— Work to be completed —
Write every line of the rows below as a JSON list of strings, one string per line. Skip blank lines and leave the pictures out.

[Box-labeled dataset extracts]
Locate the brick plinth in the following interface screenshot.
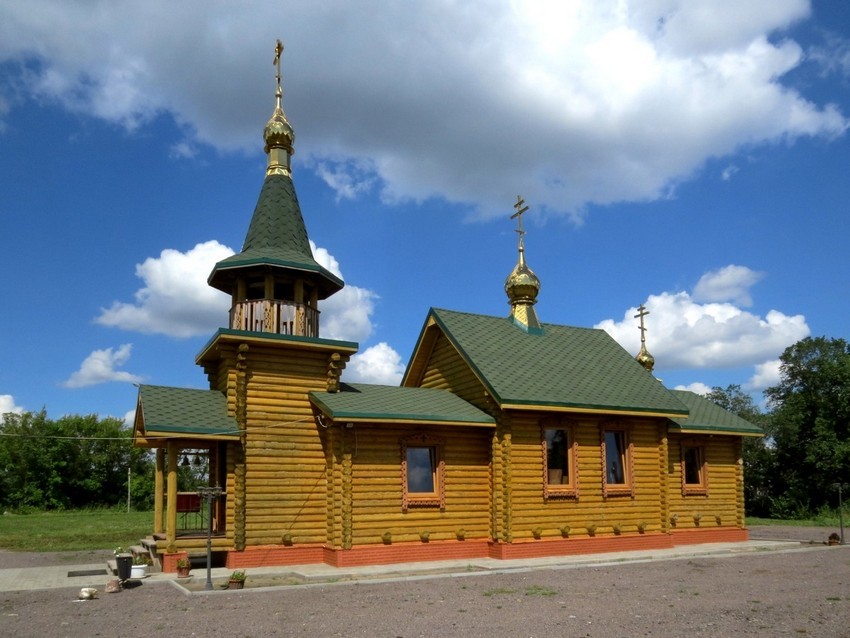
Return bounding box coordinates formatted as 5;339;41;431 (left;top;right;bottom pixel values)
325;541;489;567
490;534;673;560
670;527;750;545
225;545;324;569
215;527;749;571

— Result of this task —
[
  "Locate the brick plinth in the following interface screenshot.",
  "Return bounding box coordinates formatted as 5;339;41;431 (left;top;right;bottom pixel values)",
  "325;541;489;567",
  "490;534;673;560",
  "670;527;750;545",
  "225;545;324;569",
  "215;527;749;571"
]